Stored data entries
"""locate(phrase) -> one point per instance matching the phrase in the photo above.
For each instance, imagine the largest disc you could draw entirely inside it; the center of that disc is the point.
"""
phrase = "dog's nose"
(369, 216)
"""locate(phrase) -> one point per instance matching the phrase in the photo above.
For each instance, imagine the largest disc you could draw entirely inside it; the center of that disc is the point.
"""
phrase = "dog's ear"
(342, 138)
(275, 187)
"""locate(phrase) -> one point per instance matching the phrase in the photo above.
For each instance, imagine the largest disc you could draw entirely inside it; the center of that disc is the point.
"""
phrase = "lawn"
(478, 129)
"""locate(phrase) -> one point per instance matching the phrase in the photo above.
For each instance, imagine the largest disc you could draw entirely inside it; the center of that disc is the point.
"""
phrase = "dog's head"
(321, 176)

**WORK INSTRUCTIONS**
Every entry should be output exactly as written, please.

**YOUR RESPONSE**
"""locate(phrase) -> one point per instance matching the phrase in the photo above.
For each instance, imagine the largest disc you could draw entirely inside it; the center of that disc is the point.
"""
phrase = "dog's nose"
(369, 216)
"""locate(phrase) -> one point per instance matching the phrase in the photo above.
For each instance, imagine the largest disc you could draw entirely inside it; the center of that disc is the point.
"""
phrase = "dog's ear"
(342, 138)
(275, 187)
"""locate(phrase) -> one point per instance matching the phrase in the photo above.
For each instance, imagine the largest disc you could draw entirely inside it; the center of that disc is the point.
"""
phrase = "lawn"
(478, 129)
"""locate(phrase) -> one point per instance matching the phrase in the photo above.
For each instance, imagine the largest disc you could draw entirely inside it; the center of that disc is the point.
"""
phrase = "dog's head"
(321, 176)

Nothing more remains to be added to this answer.